### Excerpt to read
++++++++
My previous vendor had all the required certifications and claimed my data was encrypted before being stored.

It wasn’t, and it leaked.

Overnight, my competitors became more capable. I was humiliated in the press. Lawsuits are ongoing.

With that in mind, what can you give me to back up the claim that your service is doing “the right thing”?

  • Policy and audit documents? That’s what I got from my previous vendor. How do I know your system hasn’t changed its security posture since the last audit?
  • Source code? How will I know it matches what is deployed in production? A git hash or version tag isn’t going to cut it.
  • Logs? How do I know they haven’t been tampered with?

I won’t fault you if you don’t have a concrete answer, the problem cuts across a lot of layers.

But what intrigues me is that as developers, we know exactly what our programs should be doing and we have a ton of tools to make sure they do. Type systems, test suites, build pipelines etc.

We know technical guarantees are valuable. Yet, we don’t provide many of them to our end-users. As soon as a system is in production, we ask users to take our word for it that a system behaves like it should.

Every organization that handles sensitive data will have a stack of compliance documents describing their systems and processes.

Privacy policies, data processing agreements (DPAs) with vendors, internal security policies, SOC2 reports, pentest reports. In regulated industries you’ll find a dozen more.

Claim Where to find How to check
Data is encrypted at rest Privacy policy, DPA You take their word for it
We don’t share your data with third parties Privacy policy You take their word for it
Access is logged and reviewed Internal security policy, SOC2 You take their word for it, or check a (tampered?) log.
Only authorised personnel can access sensitive records DPA, internal access controls You take their word for it
Data is deleted after the retention period Privacy policy, DPA You take their word for it
Our subprocessor is compliant DPA, vendor SOC2 You read another document with similar unverifiable claims
This data never left the EU DPA, hosting agreement You take their word for it
The system in production is the one that was audited SOC2, pentest report You take their word for it, the audit was months ago.
++++++++
### Supplied material
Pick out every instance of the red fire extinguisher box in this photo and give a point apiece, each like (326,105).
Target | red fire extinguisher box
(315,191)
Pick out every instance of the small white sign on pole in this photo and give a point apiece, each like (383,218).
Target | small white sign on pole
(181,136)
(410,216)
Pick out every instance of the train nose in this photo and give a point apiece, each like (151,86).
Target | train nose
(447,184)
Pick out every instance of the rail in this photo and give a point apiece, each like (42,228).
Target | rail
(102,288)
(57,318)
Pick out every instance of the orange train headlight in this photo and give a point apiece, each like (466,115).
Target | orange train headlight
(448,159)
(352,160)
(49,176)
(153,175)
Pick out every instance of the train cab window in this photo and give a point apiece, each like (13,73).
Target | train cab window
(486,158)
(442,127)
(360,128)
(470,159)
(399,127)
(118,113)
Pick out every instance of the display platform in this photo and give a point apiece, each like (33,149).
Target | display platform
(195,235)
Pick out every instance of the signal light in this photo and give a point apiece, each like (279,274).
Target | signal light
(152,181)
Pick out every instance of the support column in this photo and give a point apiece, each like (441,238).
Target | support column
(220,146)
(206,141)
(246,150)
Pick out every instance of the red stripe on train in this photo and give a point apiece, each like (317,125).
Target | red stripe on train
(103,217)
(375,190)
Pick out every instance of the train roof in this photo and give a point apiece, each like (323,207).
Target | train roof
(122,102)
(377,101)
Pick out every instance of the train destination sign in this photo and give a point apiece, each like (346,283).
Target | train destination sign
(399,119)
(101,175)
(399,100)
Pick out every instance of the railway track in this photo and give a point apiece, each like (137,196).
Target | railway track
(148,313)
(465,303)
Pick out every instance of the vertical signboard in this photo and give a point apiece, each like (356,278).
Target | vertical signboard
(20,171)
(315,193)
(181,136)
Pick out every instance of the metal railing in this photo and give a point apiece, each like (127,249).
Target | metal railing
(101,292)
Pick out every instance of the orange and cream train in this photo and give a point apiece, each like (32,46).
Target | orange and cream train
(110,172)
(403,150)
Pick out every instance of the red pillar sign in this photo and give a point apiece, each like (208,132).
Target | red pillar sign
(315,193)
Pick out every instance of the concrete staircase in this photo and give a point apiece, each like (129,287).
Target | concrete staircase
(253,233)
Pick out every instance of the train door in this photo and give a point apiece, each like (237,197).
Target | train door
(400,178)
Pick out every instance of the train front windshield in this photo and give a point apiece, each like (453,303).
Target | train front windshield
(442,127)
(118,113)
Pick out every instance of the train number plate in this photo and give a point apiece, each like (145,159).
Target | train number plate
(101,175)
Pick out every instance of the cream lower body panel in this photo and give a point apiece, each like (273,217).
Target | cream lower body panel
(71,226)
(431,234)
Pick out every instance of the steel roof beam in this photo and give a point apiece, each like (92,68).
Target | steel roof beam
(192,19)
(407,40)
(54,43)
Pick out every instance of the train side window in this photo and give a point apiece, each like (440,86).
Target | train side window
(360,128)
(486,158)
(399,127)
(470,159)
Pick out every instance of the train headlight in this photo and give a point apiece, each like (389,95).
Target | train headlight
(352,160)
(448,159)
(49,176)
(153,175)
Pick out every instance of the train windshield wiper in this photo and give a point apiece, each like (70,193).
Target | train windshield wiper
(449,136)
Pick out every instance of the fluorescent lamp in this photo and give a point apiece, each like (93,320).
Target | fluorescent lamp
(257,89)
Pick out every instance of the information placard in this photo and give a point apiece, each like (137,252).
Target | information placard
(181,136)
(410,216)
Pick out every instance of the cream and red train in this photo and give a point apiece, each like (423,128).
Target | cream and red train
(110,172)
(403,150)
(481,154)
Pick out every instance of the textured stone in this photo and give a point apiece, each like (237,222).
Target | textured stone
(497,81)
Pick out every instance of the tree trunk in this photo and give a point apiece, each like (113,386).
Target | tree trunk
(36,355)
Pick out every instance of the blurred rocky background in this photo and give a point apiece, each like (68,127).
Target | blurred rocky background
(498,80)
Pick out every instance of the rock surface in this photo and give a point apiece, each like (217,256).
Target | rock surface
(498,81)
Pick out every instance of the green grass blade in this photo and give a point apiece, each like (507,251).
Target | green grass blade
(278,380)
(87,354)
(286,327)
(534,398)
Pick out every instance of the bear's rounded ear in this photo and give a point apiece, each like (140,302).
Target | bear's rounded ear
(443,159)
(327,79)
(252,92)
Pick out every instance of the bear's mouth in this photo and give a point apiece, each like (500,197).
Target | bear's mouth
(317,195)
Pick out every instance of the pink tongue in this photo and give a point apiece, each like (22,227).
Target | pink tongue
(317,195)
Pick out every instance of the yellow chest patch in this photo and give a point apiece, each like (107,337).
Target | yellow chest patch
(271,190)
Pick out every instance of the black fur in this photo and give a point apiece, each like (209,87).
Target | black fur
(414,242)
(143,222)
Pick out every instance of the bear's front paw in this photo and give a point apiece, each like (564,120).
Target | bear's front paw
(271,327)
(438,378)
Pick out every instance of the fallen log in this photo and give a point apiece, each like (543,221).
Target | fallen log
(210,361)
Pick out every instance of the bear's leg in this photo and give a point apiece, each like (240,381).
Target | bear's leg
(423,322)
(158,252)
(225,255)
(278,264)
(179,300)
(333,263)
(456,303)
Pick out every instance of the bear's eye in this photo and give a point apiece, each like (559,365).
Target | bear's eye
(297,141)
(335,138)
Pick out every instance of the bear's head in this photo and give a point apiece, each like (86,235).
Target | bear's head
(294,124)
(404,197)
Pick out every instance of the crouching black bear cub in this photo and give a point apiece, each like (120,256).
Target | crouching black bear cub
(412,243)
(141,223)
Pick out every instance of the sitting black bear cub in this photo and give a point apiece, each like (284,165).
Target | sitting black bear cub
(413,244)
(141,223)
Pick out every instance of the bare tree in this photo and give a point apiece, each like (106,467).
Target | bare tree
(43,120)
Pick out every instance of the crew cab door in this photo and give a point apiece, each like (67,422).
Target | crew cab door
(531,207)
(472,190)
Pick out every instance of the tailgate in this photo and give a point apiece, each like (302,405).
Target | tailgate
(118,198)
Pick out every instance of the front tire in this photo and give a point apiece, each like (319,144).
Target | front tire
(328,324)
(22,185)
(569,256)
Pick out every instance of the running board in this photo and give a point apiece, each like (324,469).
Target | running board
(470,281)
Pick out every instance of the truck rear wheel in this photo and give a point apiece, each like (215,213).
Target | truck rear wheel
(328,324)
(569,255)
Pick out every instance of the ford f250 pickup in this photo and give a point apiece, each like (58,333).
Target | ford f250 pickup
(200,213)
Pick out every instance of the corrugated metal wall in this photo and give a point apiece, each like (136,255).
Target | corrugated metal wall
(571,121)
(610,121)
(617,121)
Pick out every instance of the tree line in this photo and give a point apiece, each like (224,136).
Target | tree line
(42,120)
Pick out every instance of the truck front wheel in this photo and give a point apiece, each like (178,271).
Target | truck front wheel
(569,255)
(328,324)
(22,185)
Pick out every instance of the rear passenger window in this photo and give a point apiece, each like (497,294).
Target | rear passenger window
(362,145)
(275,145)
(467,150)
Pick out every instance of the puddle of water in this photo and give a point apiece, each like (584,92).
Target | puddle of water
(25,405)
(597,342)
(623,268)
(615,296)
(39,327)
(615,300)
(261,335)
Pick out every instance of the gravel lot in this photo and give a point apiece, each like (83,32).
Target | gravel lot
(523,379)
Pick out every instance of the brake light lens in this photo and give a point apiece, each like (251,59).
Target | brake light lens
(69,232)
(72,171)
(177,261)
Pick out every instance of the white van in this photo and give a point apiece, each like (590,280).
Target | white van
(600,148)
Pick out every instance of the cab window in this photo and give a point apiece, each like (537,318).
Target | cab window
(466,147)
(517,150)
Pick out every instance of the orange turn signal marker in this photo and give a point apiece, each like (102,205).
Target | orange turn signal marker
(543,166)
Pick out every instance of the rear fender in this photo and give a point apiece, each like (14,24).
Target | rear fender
++++++++
### Set of tasks
1. Reproduce word for word the part of the passage on vendor security claims starting with "Every organization that" and going on through "a dozen more.".
2. In the passage on vendor security claims, why does the author say they won't fault a vendor that lacks a concrete answer? Answer in one to three sentences.
3. According to the table in the passage on vendor security claims, where would you find the claim "This data never left the EU"?
The records were drawn from a separate source.

### Solution list
1.
Every organization that handles sensitive data will have a stack of compliance documents describing their systems and processes.

Privacy policies, data processing agreements (DPAs) with vendors, internal security policies, SOC2 reports, pentest reports. In regulated industries you’ll find a dozen more.

2. The author won't fault a vendor for lacking a concrete answer because the problem cuts across a lot of layers.

3. It is found in the DPA and the hosting agreement.